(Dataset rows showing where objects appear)
/---

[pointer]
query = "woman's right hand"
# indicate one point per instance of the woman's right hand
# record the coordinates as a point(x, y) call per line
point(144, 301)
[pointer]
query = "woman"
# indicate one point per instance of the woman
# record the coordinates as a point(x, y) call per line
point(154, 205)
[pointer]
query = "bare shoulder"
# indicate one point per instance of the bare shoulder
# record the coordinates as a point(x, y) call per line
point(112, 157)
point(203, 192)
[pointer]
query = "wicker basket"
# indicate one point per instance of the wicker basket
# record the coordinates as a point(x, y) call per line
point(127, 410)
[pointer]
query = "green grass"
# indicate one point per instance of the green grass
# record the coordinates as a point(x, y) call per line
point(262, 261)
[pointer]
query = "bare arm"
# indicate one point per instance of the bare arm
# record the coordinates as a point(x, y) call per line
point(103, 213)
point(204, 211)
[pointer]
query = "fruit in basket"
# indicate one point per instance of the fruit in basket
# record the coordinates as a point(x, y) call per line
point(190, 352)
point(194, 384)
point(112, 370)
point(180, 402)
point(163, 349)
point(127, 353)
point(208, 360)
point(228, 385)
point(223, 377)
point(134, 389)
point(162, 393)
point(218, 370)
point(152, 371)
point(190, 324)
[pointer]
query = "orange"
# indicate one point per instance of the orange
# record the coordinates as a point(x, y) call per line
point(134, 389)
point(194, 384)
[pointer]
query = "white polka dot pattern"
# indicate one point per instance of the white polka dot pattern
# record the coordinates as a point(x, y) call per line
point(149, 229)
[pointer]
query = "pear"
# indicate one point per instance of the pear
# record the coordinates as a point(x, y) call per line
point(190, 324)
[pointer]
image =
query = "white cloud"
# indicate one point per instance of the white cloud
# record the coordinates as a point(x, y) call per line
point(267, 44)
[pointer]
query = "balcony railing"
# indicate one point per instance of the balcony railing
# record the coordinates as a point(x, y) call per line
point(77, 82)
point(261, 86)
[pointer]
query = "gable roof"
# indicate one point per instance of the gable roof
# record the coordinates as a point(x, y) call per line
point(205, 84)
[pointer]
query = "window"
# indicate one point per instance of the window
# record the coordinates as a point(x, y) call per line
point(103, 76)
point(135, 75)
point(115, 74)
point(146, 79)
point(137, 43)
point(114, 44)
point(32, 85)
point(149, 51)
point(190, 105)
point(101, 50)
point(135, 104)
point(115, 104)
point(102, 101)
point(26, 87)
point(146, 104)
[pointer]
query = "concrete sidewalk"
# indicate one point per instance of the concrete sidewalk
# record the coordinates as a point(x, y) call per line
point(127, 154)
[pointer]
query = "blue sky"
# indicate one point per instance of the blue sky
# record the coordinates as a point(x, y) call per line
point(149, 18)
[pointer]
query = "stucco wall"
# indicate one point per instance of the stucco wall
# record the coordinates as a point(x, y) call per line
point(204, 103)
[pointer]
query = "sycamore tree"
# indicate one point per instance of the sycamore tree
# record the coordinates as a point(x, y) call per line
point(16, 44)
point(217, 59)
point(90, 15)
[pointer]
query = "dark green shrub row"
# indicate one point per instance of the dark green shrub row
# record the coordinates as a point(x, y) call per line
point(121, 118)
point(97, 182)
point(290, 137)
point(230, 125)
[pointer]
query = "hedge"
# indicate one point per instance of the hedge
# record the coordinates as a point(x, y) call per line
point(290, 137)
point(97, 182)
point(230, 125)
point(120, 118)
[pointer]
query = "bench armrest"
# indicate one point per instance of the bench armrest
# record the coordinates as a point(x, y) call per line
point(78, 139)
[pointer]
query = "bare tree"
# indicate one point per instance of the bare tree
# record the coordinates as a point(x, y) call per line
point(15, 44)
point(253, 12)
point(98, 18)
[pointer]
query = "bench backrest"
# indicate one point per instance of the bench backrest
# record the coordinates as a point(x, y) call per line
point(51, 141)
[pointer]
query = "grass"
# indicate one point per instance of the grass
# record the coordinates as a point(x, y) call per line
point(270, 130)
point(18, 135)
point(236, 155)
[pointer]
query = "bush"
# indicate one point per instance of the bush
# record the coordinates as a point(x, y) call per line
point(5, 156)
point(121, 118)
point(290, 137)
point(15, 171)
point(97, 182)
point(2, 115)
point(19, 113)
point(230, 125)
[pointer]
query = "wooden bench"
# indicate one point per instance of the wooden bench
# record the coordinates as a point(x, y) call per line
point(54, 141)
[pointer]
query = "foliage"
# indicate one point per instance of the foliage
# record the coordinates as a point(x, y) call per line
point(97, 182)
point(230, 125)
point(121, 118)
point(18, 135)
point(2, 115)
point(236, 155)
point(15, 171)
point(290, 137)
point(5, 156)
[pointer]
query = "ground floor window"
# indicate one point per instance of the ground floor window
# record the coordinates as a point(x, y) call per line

\---

Recast every line of the items above as a numbered list, leaving out any blank lines.

### Reply to the task
1. [pointer]
2. query = "woman's right hand"
3. # indicate one point per instance of the woman's right hand
4. # record the coordinates as a point(x, y) call per line
5. point(144, 301)
6. [pointer]
7. query = "woman"
8. # indicate one point per instance of the woman
9. # record the coordinates as a point(x, y) call per line
10. point(154, 205)
11. [pointer]
12. query = "bare shoulder"
13. # indicate one point per instance of the bare shoulder
14. # record the coordinates as a point(x, y) call per line
15. point(112, 157)
16. point(203, 192)
17. [pointer]
18. query = "wicker basket"
19. # indicate one point per instance of the wicker basket
20. # record the coordinates as a point(x, y) call per line
21. point(127, 410)
22. [pointer]
23. query = "green grass"
24. # indicate one point per instance of the green grass
25. # record the coordinates as a point(x, y) call per line
26. point(262, 261)
27. [pointer]
28. query = "bare arm"
29. # indicate one point per instance of the bare arm
30. # record the coordinates as a point(x, y) call per line
31. point(103, 213)
32. point(204, 211)
33. [pointer]
34. query = "fruit in basket"
35. # indicate one point per instance of the fruit in basket
36. # record the coordinates as a point(x, y) call per line
37. point(190, 352)
38. point(194, 384)
39. point(112, 370)
40. point(180, 402)
41. point(163, 349)
42. point(127, 353)
43. point(208, 360)
44. point(228, 385)
45. point(223, 377)
46. point(134, 389)
47. point(162, 393)
48. point(218, 370)
49. point(152, 371)
50. point(190, 324)
51. [pointer]
52. query = "orange"
53. # indicate one point per instance of the orange
54. # record the coordinates as a point(x, y) call per line
55. point(134, 389)
56. point(194, 384)
57. [pointer]
58. query = "white polka dot pattern"
59. # indicate one point per instance of the white polka dot pattern
60. # record the coordinates as a point(x, y) call per line
61. point(149, 229)
62. [pointer]
63. query = "pear"
64. # indicate one point per instance of the pear
65. # record the coordinates as a point(x, y) call per line
66. point(190, 324)
67. [pointer]
68. image =
69. query = "white cloud"
70. # indicate one point per instance of the white cloud
71. # record the coordinates as a point(x, y) call per line
72. point(267, 44)
73. [pointer]
74. query = "balcony railing"
75. # indicate one point per instance of the balcony railing
76. # record the coordinates as a point(x, y) call per line
77. point(77, 82)
78. point(261, 86)
79. [pointer]
80. query = "gable roof"
81. # indicate one point per instance of the gable roof
82. # record the coordinates as a point(x, y) call per line
83. point(205, 84)
84. [pointer]
85. query = "window"
86. # indicate one point per instance of the window
87. # record the coordinates as a point(x, y) call per line
88. point(103, 76)
89. point(135, 75)
90. point(115, 74)
91. point(146, 79)
92. point(137, 43)
93. point(114, 44)
94. point(32, 85)
95. point(149, 51)
96. point(190, 105)
97. point(101, 50)
98. point(135, 104)
99. point(115, 104)
100. point(102, 101)
101. point(26, 87)
102. point(146, 104)
103. [pointer]
104. query = "concrete sidewalk"
105. # indicate one point per instance of the concrete sidewalk
106. # record the coordinates as a point(x, y) call per line
107. point(127, 154)
108. [pointer]
109. query = "blue sky"
110. # indicate one point per instance of the blue sky
111. # record the coordinates as a point(x, y) call per line
112. point(149, 18)
113. [pointer]
114. query = "stucco wall"
115. # indicate one point per instance of the stucco wall
116. # record the coordinates as a point(x, y) call per line
117. point(204, 103)
118. [pointer]
119. query = "sycamore tree"
120. # indicate one point per instance of the sycamore tree
121. # record the coordinates as a point(x, y) call per line
122. point(16, 44)
123. point(217, 59)
124. point(90, 15)
125. [pointer]
126. query = "dark green shrub row"
127. # indicate one point per instance of the dark green shrub row
128. # record the coordinates as a point(x, y) call per line
129. point(121, 118)
130. point(97, 182)
131. point(290, 137)
132. point(230, 125)
133. [pointer]
134. query = "hedge"
135. # indicate one point per instance of the hedge
136. # record the coordinates as a point(x, y) call per line
137. point(290, 137)
138. point(97, 182)
139. point(230, 125)
140. point(120, 118)
141. [pointer]
142. query = "bench armrest"
143. # indicate one point per instance of the bench armrest
144. # record the coordinates as a point(x, y) call per line
145. point(78, 139)
146. [pointer]
147. query = "bare tree"
148. # indicate one point per instance of the bare tree
149. # record the coordinates as a point(x, y) call per line
150. point(15, 44)
151. point(253, 12)
152. point(98, 18)
153. [pointer]
154. query = "bench backrest"
155. # indicate one point per instance of the bench backrest
156. # record the coordinates as a point(x, y) call per line
157. point(51, 141)
158. [pointer]
159. query = "grass"
160. # indicate one point per instance of the grass
161. # record the coordinates as a point(x, y) call per line
162. point(270, 130)
163. point(18, 135)
164. point(236, 155)
165. [pointer]
166. query = "bush"
167. # indicate one point per instance of the bush
168. # record the coordinates as a point(x, y) call per line
169. point(5, 156)
170. point(121, 118)
171. point(290, 137)
172. point(15, 171)
173. point(97, 182)
174. point(2, 115)
175. point(19, 113)
176. point(230, 125)
177. [pointer]
178. query = "wooden bench"
179. # indicate one point per instance of the wooden bench
180. # record the coordinates as a point(x, y) call per line
181. point(54, 141)
182. [pointer]
183. query = "foliage"
184. # indicate one point per instance of the foliage
185. # record the coordinates as a point(x, y) call per line
186. point(97, 182)
187. point(230, 125)
188. point(121, 118)
189. point(18, 135)
190. point(2, 115)
191. point(236, 155)
192. point(15, 171)
193. point(290, 137)
194. point(5, 156)
195. [pointer]
196. query = "ground floor window"
197. # indicate one point per instance of the ground floor window
198. # record the coordinates as a point(x, y) call per line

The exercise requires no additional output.